### DESCRIPTION OF THE TASK
Only those lines in the data below from the line containing "Target: neighboring house" through the line containing "Target: white handrail", both included, should be restated word for word.

(Stored items from a collection)
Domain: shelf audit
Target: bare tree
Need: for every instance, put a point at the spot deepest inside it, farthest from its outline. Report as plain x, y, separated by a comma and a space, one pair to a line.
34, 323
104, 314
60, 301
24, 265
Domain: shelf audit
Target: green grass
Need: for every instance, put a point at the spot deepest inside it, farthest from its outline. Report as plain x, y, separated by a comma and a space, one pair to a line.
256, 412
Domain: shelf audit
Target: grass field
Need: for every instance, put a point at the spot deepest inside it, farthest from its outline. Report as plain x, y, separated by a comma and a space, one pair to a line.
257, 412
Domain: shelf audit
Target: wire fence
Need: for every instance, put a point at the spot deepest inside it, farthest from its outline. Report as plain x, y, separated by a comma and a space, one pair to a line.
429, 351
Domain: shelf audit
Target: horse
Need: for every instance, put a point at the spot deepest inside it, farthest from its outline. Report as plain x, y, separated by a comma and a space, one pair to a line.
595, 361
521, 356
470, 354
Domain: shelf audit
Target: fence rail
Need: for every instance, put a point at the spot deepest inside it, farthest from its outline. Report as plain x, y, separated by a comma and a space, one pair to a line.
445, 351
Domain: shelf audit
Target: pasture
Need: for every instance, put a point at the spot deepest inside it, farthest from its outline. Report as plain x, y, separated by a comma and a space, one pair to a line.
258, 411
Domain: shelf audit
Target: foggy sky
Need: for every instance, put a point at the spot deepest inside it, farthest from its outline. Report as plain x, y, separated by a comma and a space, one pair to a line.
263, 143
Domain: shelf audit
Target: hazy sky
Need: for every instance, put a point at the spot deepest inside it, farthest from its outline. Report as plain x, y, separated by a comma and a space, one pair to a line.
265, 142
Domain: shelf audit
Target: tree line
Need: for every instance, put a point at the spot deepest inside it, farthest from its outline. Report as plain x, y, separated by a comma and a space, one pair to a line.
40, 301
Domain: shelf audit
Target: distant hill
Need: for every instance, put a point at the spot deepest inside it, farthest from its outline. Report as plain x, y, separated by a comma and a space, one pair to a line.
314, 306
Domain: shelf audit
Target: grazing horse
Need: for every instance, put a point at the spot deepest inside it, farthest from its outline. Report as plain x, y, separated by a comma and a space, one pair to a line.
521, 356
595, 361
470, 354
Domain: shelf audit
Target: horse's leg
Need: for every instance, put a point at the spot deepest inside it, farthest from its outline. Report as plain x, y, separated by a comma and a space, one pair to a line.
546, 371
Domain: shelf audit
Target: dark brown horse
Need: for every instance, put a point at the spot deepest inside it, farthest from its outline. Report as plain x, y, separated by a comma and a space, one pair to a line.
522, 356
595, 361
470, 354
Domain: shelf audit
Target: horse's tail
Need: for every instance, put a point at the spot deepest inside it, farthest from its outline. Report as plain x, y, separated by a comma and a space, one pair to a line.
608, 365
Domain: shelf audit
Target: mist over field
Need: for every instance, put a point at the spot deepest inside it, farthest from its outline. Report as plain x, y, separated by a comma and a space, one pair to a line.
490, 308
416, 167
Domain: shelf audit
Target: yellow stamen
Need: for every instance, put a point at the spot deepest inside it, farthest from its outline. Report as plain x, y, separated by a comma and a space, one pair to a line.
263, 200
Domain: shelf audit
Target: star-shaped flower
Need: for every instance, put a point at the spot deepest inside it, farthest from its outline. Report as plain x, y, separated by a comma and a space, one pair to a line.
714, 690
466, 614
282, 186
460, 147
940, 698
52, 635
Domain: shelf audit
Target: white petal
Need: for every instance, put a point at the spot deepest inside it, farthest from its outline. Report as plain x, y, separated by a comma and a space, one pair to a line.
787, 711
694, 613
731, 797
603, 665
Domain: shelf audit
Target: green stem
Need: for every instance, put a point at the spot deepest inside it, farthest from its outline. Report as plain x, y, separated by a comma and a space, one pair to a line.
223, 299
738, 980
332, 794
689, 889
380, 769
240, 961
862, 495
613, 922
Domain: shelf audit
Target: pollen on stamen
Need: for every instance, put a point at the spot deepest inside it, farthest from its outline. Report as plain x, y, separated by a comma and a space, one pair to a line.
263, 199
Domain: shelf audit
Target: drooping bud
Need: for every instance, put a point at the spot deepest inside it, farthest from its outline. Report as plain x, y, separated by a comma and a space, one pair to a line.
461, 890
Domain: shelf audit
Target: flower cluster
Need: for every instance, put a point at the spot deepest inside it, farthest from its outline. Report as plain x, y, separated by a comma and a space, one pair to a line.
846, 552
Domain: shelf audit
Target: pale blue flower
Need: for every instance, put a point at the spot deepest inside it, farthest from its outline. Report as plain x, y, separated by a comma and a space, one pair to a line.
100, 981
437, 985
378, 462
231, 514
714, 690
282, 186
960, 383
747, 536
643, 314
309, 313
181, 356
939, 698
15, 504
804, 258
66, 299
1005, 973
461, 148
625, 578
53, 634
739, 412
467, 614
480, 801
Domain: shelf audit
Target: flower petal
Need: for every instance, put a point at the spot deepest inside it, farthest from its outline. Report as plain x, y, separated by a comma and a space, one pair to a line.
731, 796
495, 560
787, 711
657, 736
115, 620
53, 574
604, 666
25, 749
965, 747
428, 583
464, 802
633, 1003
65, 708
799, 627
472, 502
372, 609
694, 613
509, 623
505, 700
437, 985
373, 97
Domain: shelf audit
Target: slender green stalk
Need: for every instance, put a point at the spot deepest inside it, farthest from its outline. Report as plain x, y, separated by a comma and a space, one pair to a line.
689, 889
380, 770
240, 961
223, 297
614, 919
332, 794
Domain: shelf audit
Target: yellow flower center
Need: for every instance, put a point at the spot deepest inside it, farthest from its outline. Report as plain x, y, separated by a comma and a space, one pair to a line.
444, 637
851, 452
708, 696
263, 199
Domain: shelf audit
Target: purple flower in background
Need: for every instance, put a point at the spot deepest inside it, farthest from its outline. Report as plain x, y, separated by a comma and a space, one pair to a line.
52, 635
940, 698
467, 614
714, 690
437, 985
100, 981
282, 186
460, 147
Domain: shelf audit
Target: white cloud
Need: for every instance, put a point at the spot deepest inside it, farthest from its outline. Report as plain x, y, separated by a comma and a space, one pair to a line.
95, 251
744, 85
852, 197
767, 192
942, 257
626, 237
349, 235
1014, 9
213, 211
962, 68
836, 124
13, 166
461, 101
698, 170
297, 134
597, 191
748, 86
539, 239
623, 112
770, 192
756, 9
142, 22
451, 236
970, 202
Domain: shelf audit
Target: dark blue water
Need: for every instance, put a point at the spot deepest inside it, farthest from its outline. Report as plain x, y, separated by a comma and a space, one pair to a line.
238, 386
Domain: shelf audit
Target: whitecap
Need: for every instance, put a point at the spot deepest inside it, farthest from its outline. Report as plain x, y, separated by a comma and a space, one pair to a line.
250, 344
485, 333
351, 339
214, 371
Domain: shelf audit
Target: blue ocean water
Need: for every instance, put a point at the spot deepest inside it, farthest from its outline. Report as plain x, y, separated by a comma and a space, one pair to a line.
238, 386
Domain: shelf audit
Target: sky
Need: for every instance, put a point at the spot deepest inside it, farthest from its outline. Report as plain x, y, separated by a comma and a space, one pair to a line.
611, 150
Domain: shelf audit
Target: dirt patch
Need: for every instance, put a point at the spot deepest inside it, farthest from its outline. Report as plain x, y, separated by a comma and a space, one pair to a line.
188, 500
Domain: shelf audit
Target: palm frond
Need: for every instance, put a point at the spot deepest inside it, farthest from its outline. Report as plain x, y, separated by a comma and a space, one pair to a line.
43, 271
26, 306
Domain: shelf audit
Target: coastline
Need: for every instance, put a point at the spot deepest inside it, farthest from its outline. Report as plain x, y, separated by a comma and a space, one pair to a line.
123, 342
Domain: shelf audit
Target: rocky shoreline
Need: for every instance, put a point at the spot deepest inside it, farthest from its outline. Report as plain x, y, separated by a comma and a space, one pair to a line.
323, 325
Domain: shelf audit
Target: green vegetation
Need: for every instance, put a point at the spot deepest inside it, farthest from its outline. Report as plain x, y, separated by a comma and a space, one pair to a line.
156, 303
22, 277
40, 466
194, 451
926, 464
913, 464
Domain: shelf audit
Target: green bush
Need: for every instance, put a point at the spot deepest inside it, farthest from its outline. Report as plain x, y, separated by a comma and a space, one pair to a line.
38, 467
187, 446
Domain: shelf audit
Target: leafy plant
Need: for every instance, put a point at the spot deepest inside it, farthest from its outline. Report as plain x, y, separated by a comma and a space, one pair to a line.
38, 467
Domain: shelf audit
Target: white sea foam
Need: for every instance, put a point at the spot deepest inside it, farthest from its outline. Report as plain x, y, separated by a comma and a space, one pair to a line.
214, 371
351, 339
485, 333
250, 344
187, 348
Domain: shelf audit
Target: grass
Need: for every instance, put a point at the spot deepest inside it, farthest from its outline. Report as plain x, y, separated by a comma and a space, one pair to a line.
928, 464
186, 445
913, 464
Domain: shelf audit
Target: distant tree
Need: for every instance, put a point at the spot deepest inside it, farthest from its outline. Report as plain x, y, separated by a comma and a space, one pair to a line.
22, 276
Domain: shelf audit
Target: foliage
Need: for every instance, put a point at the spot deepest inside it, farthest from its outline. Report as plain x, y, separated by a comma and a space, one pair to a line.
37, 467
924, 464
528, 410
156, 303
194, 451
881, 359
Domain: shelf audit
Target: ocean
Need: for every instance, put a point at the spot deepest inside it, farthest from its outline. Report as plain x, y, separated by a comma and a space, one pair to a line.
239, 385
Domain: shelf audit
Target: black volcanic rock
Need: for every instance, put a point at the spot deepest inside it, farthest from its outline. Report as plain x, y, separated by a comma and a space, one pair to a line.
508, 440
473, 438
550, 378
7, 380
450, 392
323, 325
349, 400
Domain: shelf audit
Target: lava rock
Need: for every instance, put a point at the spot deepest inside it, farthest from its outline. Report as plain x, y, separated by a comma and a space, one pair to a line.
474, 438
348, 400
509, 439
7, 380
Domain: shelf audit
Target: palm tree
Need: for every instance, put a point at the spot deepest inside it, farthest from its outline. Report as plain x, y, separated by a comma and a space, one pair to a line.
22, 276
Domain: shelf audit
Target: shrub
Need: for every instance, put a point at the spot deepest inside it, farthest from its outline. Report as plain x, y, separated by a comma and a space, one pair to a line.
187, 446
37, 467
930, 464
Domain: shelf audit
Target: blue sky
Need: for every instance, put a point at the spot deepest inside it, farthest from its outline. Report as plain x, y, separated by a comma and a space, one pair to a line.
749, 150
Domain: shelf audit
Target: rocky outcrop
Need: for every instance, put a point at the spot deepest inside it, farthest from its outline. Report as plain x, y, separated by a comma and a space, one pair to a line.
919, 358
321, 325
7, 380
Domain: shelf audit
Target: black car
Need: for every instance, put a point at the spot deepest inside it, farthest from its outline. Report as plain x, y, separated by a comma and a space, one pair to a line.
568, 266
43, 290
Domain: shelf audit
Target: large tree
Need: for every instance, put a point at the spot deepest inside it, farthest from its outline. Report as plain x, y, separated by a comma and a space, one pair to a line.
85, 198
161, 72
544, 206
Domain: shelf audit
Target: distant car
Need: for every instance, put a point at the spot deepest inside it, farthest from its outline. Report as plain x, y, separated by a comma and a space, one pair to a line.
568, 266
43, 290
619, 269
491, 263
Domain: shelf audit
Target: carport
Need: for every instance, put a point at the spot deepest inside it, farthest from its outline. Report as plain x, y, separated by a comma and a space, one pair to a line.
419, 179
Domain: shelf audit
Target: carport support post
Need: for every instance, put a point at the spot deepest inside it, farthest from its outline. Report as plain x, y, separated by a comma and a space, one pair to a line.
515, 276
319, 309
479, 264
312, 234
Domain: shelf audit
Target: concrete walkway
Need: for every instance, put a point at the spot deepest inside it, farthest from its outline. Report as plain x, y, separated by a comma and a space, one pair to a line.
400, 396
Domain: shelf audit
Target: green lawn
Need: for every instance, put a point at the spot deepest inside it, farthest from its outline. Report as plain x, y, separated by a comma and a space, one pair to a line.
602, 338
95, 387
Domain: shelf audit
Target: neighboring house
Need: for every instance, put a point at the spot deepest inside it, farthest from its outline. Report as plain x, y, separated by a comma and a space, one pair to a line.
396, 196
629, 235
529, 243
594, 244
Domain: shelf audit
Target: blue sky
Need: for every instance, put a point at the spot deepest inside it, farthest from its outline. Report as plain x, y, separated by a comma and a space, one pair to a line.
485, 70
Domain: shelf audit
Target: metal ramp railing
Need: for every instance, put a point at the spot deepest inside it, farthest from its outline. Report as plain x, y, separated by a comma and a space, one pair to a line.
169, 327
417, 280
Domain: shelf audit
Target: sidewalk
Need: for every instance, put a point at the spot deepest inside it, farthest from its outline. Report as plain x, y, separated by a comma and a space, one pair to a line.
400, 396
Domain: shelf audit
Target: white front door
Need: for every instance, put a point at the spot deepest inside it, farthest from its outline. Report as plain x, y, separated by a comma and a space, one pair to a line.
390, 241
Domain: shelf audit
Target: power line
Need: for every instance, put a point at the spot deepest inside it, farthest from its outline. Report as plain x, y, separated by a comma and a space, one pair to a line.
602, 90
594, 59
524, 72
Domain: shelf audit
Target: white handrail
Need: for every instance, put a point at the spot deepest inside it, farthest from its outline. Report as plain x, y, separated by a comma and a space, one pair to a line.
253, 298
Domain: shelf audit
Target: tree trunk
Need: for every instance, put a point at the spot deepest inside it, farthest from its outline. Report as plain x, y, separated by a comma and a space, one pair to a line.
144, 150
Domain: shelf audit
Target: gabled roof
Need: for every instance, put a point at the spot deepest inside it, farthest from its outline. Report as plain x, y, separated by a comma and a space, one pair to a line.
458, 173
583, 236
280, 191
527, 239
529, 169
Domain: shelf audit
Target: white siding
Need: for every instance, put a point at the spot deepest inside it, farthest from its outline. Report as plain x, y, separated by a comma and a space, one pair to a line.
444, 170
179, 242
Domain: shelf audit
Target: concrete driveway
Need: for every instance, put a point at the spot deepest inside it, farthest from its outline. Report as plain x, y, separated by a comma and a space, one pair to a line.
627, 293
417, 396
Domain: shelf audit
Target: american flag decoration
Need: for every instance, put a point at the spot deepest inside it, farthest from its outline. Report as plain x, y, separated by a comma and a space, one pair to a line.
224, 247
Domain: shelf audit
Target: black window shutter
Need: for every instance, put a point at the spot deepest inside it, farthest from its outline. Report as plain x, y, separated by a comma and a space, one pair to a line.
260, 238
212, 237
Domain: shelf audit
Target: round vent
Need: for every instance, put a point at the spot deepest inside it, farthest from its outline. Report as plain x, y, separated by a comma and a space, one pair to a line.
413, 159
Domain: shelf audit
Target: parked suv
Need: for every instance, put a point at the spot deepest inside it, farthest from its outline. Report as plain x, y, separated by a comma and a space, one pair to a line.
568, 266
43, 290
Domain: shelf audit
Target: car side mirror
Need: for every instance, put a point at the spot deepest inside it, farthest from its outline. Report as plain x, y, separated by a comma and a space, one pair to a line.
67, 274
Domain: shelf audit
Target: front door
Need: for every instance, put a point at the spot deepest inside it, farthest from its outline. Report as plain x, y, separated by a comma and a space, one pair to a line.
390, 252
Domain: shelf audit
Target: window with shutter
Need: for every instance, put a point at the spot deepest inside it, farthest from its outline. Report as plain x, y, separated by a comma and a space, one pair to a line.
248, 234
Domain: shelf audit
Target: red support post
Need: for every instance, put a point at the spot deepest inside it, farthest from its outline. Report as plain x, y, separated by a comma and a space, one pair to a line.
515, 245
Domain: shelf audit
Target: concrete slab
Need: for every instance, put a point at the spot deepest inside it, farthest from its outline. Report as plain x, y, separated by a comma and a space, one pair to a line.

### RESPONSE AREA
Target: neighboring house
Need: for every instance, put a point at the spot deepest inside it, farthest from its outline. Report as plain x, y, separated by a comma and a space, one pair to a line.
396, 196
629, 235
529, 243
594, 244
Domain: shelf audit
Target: blue sky
Need: for every instance, put a point at the spot deepest inside it, farthest from its outline. Report as plain x, y, separated by a comma and a space, one pair to a line.
485, 70
Domain: shelf audit
Target: metal ramp railing
Need: for every instance, put a point at the spot deepest inside it, farthest from its outline. Report as plain x, y, separated by a comma and a space, one pair to a line.
169, 327
417, 280
Domain: shelf audit
Target: sidewalk
Need: for every instance, put a point at the spot deepest inside it, farthest from its outline. Report as plain x, y, separated by a comma and a space, one pair to a line.
400, 396
Domain: shelf audit
Target: white front door
Need: for every instance, put a point at the spot deepest inside it, farthest from its outline. Report as plain x, y, separated by a comma and a space, one pair to a line.
390, 241
Domain: shelf audit
Target: power line
Need: for every instance, put a point at the spot deepest inside it, farthest from its outline. Report as plain x, y, separated by a comma and a space, one pair to a line.
602, 90
594, 59
524, 72
Domain: shelf audit
Target: white handrail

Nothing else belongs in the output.